### WHAT YOU ARE ASKED TO DO
Transcribe the material word for word, from its beginning through the line containing "positive clicks: (354, 320)".
****
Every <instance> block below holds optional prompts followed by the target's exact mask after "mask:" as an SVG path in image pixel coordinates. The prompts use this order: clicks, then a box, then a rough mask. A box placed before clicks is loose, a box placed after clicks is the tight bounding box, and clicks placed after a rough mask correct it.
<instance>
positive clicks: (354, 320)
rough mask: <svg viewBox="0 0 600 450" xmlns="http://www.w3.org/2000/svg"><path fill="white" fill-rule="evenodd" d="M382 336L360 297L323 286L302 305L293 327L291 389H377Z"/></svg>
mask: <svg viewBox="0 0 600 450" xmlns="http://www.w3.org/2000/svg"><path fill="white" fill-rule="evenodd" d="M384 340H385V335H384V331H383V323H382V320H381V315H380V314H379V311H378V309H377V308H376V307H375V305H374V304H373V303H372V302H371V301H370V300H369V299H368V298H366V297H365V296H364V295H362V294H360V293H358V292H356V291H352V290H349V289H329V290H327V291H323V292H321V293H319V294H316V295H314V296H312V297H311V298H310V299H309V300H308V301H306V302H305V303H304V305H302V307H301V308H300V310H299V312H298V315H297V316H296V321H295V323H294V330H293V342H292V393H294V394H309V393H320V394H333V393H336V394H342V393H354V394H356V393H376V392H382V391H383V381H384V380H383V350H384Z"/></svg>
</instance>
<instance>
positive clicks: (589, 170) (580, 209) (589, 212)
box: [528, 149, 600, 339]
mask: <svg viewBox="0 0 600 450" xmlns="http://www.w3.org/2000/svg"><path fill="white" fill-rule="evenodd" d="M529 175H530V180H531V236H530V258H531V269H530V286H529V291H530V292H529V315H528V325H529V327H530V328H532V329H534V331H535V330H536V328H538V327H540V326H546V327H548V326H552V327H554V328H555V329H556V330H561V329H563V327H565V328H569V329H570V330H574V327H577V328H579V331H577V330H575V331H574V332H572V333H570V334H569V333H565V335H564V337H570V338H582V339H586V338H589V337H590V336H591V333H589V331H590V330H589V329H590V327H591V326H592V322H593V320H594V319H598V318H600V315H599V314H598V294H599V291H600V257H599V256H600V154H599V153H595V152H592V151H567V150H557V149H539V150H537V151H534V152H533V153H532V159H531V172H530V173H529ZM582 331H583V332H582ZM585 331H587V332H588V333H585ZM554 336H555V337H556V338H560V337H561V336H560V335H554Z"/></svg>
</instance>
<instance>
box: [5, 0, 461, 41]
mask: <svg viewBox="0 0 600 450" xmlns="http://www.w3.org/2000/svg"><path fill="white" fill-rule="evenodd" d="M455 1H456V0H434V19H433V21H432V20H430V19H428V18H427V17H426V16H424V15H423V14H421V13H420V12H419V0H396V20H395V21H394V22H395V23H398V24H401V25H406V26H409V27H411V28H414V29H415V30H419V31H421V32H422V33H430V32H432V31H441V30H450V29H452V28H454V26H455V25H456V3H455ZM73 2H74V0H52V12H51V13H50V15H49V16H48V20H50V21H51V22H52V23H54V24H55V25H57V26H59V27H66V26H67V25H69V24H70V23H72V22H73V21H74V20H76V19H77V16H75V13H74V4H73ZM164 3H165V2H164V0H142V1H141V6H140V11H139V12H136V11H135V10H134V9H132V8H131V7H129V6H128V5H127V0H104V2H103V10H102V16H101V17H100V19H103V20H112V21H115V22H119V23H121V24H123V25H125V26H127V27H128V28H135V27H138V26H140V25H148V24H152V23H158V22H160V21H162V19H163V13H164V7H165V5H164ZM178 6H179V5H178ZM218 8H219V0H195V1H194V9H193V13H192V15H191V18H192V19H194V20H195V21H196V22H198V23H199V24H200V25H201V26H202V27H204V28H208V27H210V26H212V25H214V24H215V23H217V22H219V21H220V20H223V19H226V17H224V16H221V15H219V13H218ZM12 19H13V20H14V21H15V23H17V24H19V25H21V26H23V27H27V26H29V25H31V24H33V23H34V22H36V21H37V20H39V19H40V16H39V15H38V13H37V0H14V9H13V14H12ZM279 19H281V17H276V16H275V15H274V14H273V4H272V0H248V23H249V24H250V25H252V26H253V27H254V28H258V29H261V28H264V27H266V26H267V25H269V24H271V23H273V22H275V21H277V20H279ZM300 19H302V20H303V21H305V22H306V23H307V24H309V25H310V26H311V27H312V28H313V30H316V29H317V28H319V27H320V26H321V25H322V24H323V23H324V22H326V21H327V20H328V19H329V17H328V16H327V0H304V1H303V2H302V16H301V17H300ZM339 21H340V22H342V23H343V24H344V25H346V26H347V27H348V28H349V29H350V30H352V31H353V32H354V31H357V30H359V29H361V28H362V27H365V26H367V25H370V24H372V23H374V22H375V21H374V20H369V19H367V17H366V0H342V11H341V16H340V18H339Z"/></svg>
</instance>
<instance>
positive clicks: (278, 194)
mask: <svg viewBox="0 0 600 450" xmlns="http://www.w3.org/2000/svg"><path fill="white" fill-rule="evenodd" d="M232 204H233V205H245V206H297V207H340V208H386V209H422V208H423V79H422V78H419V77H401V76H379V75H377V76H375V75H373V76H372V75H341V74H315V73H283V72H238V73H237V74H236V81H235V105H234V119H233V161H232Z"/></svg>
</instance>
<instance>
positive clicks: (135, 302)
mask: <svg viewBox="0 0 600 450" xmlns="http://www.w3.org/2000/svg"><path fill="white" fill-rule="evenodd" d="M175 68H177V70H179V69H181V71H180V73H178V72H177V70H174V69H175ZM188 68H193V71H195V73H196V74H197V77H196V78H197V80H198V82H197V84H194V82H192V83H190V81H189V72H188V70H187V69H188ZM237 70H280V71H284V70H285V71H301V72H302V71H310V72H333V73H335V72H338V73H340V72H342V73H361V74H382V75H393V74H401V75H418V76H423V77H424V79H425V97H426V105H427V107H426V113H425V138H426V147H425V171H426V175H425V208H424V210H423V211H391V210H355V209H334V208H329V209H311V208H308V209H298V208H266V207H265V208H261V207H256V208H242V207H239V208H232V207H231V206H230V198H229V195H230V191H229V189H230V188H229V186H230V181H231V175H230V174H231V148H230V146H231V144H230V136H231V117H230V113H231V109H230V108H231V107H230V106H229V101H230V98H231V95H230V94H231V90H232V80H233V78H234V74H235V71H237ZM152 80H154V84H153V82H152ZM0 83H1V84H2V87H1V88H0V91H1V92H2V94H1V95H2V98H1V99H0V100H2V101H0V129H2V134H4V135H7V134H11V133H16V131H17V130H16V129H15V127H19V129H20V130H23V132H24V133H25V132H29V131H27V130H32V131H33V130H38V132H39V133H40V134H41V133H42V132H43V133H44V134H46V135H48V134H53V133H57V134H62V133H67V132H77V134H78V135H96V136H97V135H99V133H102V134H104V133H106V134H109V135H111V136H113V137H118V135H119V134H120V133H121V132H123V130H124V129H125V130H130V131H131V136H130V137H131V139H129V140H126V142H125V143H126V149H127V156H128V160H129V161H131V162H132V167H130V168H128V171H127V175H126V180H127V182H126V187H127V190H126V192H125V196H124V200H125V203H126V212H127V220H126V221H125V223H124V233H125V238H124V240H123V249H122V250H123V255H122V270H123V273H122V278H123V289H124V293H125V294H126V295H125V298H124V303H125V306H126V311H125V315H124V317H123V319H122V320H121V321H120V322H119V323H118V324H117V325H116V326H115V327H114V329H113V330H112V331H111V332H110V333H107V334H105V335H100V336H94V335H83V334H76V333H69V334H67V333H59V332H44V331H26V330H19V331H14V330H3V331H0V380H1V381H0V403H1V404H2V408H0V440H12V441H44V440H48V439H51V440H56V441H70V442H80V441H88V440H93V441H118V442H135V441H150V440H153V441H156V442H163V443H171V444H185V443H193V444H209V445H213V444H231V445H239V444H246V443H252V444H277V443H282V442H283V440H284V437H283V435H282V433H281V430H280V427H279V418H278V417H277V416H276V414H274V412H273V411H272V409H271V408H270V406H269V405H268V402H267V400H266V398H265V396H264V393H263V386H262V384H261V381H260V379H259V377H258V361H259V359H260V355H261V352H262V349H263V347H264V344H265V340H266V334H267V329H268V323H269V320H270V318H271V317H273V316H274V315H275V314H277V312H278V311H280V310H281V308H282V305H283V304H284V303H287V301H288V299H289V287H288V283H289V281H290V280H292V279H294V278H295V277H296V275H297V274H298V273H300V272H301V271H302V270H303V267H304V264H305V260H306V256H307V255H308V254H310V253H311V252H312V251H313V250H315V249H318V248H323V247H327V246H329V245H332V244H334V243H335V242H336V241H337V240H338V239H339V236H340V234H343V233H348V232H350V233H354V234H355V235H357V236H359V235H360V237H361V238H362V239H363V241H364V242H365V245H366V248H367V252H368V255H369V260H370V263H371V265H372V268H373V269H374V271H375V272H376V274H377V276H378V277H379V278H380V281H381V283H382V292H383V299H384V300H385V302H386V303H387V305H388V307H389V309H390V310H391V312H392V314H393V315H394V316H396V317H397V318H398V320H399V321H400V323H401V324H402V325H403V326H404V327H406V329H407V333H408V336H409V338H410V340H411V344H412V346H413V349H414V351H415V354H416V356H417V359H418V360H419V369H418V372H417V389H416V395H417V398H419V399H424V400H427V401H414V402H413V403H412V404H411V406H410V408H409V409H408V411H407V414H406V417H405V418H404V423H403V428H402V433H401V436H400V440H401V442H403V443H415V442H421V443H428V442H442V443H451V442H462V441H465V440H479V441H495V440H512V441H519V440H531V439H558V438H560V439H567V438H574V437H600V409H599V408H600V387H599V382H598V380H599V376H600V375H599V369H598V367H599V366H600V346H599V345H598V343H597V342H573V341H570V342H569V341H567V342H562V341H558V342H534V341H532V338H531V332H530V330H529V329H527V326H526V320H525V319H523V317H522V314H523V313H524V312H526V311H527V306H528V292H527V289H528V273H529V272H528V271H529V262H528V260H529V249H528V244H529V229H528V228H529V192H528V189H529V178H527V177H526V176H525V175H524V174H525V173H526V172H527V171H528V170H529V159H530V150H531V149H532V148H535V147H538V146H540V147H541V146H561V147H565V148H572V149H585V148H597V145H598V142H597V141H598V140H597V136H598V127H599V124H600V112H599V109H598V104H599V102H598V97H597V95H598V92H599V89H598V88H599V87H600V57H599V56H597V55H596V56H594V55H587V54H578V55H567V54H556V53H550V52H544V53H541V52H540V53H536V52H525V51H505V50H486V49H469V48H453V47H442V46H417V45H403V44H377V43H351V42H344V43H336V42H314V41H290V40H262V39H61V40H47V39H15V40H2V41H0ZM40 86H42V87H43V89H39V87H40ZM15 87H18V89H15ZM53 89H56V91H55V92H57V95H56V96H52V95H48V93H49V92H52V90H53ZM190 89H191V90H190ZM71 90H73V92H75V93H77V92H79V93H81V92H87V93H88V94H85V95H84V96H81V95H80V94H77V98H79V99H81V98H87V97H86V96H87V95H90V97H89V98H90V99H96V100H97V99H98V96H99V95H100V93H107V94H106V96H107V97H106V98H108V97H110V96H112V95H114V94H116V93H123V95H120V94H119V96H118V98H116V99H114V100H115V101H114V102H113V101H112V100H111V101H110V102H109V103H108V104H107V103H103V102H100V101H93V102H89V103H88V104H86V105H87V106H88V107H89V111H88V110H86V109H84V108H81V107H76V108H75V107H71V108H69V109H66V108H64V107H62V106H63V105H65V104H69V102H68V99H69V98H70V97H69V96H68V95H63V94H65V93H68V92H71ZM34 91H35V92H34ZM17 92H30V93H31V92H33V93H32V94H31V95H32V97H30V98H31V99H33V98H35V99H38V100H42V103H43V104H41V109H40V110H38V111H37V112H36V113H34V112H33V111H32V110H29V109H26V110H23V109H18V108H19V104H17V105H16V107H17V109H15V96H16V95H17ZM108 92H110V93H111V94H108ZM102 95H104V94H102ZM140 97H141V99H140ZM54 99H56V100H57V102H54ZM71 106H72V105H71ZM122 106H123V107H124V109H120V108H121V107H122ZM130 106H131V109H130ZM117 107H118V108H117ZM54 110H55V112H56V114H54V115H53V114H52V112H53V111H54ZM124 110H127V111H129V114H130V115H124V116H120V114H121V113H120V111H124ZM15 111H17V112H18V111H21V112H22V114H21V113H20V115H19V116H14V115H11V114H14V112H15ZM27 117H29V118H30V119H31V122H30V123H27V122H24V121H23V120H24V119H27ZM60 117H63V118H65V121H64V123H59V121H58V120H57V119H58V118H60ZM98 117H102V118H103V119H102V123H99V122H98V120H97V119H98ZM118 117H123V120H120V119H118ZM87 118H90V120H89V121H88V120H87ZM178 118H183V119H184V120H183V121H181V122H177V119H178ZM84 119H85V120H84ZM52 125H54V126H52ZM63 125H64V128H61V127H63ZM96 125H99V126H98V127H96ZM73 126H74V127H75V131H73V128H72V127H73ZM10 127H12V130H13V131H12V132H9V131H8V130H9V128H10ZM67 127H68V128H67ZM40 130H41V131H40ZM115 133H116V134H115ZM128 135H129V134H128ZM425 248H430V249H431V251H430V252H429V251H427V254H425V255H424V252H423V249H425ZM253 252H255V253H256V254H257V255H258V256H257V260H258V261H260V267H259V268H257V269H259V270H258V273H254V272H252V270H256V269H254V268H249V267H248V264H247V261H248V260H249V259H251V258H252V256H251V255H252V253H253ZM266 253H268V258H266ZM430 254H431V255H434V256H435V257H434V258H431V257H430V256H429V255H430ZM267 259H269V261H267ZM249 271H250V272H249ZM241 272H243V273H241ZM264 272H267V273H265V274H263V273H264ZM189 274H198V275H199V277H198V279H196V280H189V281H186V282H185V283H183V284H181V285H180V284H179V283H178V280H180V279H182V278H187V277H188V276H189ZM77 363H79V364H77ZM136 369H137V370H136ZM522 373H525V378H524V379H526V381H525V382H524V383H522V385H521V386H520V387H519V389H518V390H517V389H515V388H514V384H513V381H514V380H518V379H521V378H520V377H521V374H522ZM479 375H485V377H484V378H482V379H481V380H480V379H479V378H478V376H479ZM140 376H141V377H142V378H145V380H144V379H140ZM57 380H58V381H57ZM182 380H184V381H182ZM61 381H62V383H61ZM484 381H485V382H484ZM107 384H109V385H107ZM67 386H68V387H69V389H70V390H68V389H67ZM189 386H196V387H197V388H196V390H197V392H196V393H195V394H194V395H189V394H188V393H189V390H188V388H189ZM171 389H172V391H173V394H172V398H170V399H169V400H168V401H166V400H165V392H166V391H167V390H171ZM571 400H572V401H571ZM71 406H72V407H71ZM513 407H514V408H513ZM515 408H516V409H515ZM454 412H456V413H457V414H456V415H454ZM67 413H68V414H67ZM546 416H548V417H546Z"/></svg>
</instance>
****
### REPLY TO THE TASK
Every <instance> block below holds optional prompts followed by the target's exact mask after "mask:" as an SVG path in image pixel coordinates. The prompts use this order: clicks, then a box, then a rough mask. A box placed before clicks is loose, a box placed after clicks is the tight bounding box, and clicks placed after a rough mask correct it.
<instance>
positive clicks: (354, 320)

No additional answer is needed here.